Can you quote exactly the stretch of lines from the one with "Would you mind annotating the course" through the final line of the material, both ends included?

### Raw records
● ● ● ●

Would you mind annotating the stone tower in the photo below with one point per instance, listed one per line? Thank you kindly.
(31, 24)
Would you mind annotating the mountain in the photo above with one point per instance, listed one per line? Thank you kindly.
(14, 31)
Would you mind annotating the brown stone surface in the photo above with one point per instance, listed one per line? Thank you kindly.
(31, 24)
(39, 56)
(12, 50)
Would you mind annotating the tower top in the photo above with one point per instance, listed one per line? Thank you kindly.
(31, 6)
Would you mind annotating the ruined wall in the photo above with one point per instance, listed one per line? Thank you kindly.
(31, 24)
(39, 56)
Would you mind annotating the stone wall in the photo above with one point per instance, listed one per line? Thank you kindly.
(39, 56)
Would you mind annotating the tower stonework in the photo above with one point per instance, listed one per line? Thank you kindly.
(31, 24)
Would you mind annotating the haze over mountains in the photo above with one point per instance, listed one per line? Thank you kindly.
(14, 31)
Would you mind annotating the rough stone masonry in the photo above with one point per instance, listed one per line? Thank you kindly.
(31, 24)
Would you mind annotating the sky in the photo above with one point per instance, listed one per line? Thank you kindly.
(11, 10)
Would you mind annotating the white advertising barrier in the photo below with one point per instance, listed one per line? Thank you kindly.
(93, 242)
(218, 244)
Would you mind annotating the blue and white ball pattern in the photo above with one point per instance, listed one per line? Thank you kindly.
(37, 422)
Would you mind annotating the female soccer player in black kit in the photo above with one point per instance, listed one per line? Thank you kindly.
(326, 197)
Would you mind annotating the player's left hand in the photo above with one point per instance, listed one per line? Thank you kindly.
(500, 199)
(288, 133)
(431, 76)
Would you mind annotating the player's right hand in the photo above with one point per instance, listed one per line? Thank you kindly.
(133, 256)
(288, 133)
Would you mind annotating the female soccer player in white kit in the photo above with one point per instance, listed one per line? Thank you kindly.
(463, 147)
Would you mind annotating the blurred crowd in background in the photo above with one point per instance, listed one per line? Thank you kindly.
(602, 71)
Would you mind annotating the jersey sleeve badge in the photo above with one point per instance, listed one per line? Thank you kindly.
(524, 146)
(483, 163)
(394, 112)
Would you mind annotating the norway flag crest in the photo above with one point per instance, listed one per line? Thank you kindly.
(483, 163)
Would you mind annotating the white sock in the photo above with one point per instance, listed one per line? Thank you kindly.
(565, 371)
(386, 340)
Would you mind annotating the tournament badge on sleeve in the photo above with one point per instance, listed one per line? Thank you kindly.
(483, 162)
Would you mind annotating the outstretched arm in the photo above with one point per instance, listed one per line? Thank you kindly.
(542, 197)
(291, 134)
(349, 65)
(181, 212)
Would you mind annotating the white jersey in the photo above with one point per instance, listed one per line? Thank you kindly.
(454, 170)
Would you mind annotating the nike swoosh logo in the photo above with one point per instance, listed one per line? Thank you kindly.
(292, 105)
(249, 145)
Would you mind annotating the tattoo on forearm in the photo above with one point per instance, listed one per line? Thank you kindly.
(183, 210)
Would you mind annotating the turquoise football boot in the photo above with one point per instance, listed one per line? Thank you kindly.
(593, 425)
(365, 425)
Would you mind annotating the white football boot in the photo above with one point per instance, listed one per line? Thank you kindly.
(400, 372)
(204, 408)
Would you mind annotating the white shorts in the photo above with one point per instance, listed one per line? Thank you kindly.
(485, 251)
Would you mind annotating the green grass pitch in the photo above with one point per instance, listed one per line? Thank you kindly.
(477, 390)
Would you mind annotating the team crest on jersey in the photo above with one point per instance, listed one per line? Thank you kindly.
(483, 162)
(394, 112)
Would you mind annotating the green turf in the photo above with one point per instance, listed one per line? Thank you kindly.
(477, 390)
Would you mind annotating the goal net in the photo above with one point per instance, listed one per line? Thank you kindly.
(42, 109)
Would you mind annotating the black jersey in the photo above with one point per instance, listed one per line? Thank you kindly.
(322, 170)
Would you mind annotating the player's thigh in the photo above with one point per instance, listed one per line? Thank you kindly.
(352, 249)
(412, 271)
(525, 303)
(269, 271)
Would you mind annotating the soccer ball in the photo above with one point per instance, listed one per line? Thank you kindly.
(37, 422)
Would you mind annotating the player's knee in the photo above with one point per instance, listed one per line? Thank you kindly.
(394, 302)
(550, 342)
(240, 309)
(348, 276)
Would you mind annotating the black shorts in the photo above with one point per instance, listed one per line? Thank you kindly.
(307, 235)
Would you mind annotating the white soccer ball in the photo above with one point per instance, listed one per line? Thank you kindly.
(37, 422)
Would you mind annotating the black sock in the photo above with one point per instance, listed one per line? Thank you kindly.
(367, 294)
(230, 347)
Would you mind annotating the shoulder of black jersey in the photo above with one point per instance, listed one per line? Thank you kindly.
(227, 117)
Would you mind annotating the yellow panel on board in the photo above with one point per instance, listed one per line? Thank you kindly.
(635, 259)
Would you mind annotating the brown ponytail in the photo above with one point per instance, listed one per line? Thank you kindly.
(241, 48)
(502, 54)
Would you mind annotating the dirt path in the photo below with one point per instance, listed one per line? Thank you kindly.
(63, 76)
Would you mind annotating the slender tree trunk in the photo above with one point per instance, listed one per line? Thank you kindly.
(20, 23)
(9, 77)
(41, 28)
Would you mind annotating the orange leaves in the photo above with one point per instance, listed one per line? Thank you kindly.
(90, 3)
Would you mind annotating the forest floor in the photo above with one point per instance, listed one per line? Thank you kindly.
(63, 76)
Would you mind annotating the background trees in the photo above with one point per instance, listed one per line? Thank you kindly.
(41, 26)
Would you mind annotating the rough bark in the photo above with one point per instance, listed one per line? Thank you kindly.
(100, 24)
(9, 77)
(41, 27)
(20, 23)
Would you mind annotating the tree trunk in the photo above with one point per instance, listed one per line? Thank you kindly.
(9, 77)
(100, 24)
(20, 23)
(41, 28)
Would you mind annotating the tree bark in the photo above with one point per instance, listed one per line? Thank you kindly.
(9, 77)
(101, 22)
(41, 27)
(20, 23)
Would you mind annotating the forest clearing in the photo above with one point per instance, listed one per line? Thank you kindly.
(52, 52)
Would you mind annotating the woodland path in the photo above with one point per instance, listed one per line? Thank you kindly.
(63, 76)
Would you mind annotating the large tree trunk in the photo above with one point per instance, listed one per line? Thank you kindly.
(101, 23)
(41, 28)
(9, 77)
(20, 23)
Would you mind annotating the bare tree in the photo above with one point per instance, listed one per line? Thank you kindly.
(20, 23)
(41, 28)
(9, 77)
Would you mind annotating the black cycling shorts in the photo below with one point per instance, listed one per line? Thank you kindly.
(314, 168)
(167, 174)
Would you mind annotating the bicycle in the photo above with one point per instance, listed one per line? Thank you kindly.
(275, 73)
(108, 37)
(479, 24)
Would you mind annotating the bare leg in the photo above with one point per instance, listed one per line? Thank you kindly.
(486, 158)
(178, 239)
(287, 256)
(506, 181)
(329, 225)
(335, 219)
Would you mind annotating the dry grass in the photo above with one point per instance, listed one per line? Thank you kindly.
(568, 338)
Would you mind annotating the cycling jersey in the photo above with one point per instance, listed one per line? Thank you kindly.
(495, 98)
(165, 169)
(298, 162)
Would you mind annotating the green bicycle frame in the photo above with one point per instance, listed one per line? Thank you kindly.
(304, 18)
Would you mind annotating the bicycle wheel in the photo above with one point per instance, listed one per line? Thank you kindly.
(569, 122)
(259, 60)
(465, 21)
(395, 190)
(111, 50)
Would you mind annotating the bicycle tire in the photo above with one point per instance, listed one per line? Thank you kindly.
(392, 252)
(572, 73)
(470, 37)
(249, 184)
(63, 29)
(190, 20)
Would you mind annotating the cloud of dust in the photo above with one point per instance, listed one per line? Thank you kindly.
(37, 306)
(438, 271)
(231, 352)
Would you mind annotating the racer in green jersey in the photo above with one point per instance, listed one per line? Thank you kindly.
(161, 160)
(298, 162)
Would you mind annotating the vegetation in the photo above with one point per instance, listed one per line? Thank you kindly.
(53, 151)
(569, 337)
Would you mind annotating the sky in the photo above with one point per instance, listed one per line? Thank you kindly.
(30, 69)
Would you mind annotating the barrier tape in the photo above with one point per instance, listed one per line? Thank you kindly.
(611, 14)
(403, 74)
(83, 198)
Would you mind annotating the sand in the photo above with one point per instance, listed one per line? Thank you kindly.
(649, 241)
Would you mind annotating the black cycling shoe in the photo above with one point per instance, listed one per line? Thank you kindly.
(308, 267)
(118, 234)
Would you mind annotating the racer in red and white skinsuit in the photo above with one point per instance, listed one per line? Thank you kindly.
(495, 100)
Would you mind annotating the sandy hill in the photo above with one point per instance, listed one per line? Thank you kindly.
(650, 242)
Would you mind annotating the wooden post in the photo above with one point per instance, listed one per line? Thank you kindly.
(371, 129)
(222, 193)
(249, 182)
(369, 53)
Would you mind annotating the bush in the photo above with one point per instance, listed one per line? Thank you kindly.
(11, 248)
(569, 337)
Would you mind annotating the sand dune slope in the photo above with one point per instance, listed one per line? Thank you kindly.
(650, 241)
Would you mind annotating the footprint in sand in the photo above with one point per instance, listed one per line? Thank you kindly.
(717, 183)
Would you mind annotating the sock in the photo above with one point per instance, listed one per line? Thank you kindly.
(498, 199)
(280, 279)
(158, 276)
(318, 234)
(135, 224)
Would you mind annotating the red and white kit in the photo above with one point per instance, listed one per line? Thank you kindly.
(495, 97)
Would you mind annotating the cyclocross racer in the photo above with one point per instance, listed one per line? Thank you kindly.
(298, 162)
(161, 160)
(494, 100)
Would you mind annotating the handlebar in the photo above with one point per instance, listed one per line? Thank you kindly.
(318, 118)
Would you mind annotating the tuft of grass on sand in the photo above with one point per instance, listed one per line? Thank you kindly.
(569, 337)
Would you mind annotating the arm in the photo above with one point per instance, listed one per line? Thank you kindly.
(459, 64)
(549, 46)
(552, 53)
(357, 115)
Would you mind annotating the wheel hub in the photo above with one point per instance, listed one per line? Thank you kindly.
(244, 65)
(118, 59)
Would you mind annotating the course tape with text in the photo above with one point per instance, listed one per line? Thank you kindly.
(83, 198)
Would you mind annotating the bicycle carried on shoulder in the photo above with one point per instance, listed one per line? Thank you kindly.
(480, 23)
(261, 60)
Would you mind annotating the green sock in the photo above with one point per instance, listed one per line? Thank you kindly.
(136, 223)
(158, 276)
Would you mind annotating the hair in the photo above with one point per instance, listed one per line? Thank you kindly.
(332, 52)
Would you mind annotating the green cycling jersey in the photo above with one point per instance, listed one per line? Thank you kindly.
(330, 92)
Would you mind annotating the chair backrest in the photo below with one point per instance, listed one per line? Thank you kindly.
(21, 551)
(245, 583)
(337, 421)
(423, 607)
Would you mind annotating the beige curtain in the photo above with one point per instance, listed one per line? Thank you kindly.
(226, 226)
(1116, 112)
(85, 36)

● ● ● ●

### Final answer
Would you mind annotating the course tape with text in the photo above with one point per instance, listed one per line? Thank you kindly.
(83, 198)
Would you mind annotating the bicycle carried on shoulder in the photo above with one point per instance, listed one per line? Thank you kindly.
(480, 23)
(261, 60)
Would you mind annotating the green sock in the photo above with one point per instance, listed one per line? Thank you kindly.
(136, 223)
(158, 276)
Would you mind annotating the hair in the photo above with one point per instance, listed one per line? Thank you kindly.
(332, 52)
Would you mind annotating the green cycling jersey in the photo above with one point per instance, listed one per line? Thank you kindly.
(330, 92)
Would you mind annotating the chair backrest in the photo below with one point per instance, listed one per line? Thank you kindly.
(21, 551)
(245, 583)
(337, 421)
(423, 607)
Would you mind annotating the beige curtain in the photo above with one point per instance, listed one per line? Thank you kindly.
(226, 226)
(1116, 112)
(85, 36)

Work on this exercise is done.